PROBLEM STATEMENT: Write out the part of the passage on the Barrett confirmation below that runs between "We say this" and "the modern era.", inclusive, word for word.

SELECTED PASSAGE:
################
We say this not primarily because of the hypocrisy Senate Majority Leader Mitch McConnell (R-Ky.) asks his caucus to embrace, though that is reason enough. Denying President Barack Obama’s 2016 nomination of Merrick Garland on the pretext that it was a presidential election year, only to ram through Judge Barrett a few weeks before the 2020 presidential election, would be an exercise in raw, unprincipled power that no one would soon forget. Her confirmation would reverberate for many years, poisoning the Senate and sapping the court’s credibility. Americans would fight about the makeup of the court rather than address the challenges the nation faces. Senators who ignore these facts, on the principle that Judge Barrett is smart and qualified, fool themselves into cooperating with what would be the single greatest act of judicial politicization in the modern era.
################
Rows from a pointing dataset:
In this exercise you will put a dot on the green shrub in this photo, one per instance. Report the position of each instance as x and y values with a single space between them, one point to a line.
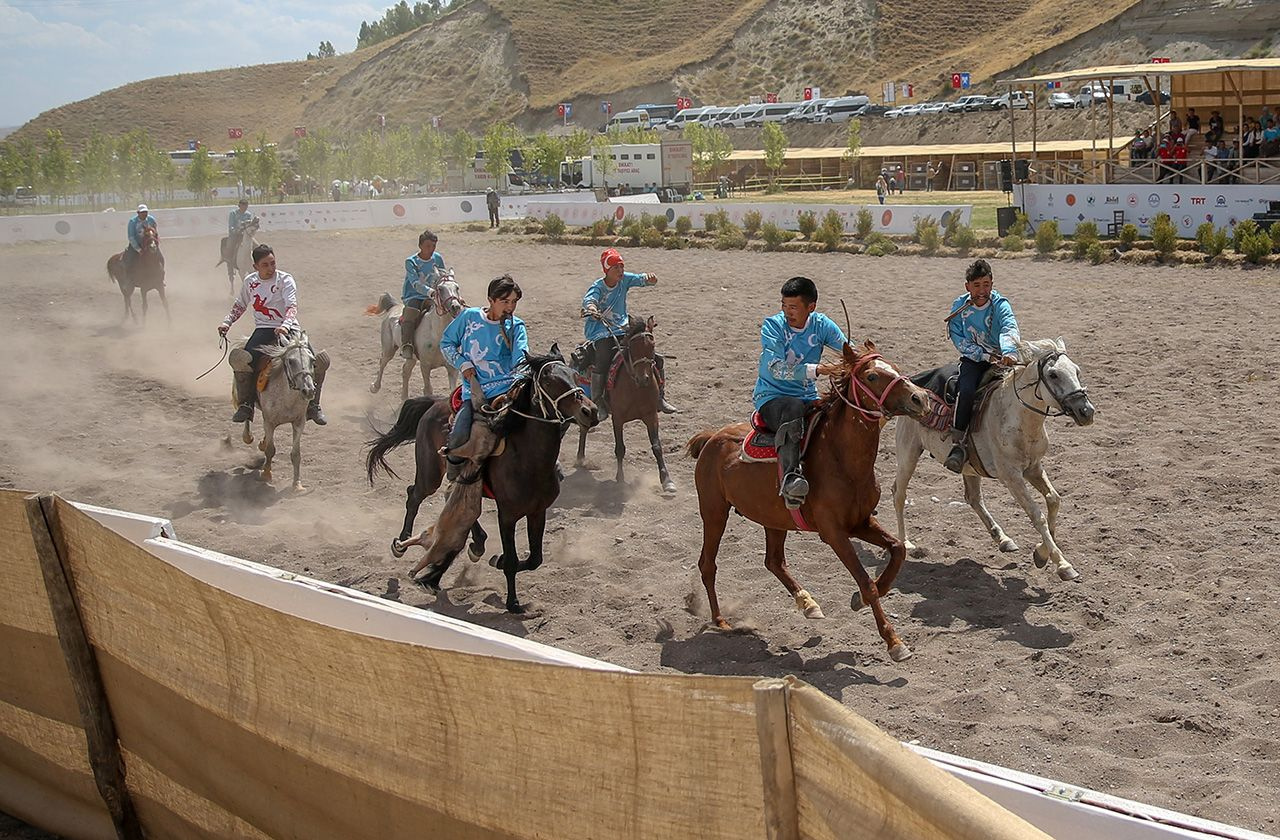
1256 246
1246 228
1047 238
730 237
1086 234
553 227
964 238
927 234
808 222
1164 234
773 236
863 224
################
ANSWER TO THIS TASK:
We say this not primarily because of the hypocrisy Senate Majority Leader Mitch McConnell (R-Ky.) asks his caucus to embrace, though that is reason enough. Denying President Barack Obama’s 2016 nomination of Merrick Garland on the pretext that it was a presidential election year, only to ram through Judge Barrett a few weeks before the 2020 presidential election, would be an exercise in raw, unprincipled power that no one would soon forget. Her confirmation would reverberate for many years, poisoning the Senate and sapping the court’s credibility. Americans would fight about the makeup of the court rather than address the challenges the nation faces. Senators who ignore these facts, on the principle that Judge Barrett is smart and qualified, fool themselves into cooperating with what would be the single greatest act of judicial politicization in the modern era.